## PROVIDED PASSAGE
== Segment start ==
The holidays are a time of celebration and for many that means not only rushing about shopping for gifts, but also attending holiday parties. From now until the beginning of the New Year, many of us will be bouncing from party to party, which can translate into overeating and indulging in rich foods and cocktails. And for some, this can result in digestive discomforts, such as heartburn and bloating.
While the issue of heartburn and bloating are not life threatening, they can still make people miserable at a time when they should be relaxing and enjoying themselves. The cause for this type of digestive distress can be something as simple as not paying close enough attention to what you’re eating and drinking while at the same time, mingling with guests.
The reason these two issues come up often during the holiday season is that our eating habits tend to change. When attending a party, we usually find ourselves grazing through a variety of foods. We also tend to stand, eat and talk at the same time rather than sit down to complete a meal. This combination can lead to heartburn, especially if we indulge in a lot of fried foods, and bloating, which is caused by inhaling air as we eat and drink.
== Segment end ==
## ASSIGNED TASK 1
Repeat the part of the holiday digestion passage from "While the issue" to "mingling with guests.".
## ASSIGNED TASK 2
Go on with the passage on holiday heartburn and bloating, picking up right after its last sentence.

## LISTED RECORDS
== Segment start ==
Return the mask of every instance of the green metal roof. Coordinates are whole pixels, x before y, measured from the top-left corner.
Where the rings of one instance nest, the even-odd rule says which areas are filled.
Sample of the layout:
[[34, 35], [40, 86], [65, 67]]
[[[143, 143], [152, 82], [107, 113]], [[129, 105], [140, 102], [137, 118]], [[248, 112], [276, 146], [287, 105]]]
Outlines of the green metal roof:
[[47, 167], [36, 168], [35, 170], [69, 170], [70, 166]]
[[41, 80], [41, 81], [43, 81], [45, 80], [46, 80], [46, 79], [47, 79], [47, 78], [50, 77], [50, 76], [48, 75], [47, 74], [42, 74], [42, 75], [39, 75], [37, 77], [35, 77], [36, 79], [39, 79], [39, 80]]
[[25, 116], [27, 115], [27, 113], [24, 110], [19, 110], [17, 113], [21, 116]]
== Segment end ==
## TASK RESULT 1
While the issue of heartburn and bloating are not life threatening, they can still make people miserable at a time when they should be relaxing and enjoying themselves. The cause for this type of digestive distress can be something as simple as not paying close enough attention to what you’re eating and drinking while at the same time, mingling with guests.

## TASK RESULT 2
One way of avoiding heartburn and bloating is as simple as being more mindful of not only what you eat, but how you eat.
Here are some other simple suggestions for those who may find themselves with nagging digestive issues during the holidays.
- Don’t overeat. It can increase your risk for heartburn later.
- De-stress. Stress and anxiety can boost heartburn risk.
- Heartburn symptoms can sometimes be confused with heart attack symptoms. You should seek immediate medical attention if you experience severe chest pain, have difficulty breathing or have jaw or arm pain as these may be a sign of a heart attack.
- Take your time – eating and drinking too fast makes you swallow air, causing you to bloat.
- Get moving – exercise can deflate “bloat.”
- Avoid carbonated beverages.
- Cut back on gassy foods such as cauliflower, beans, broccoli and cabbage.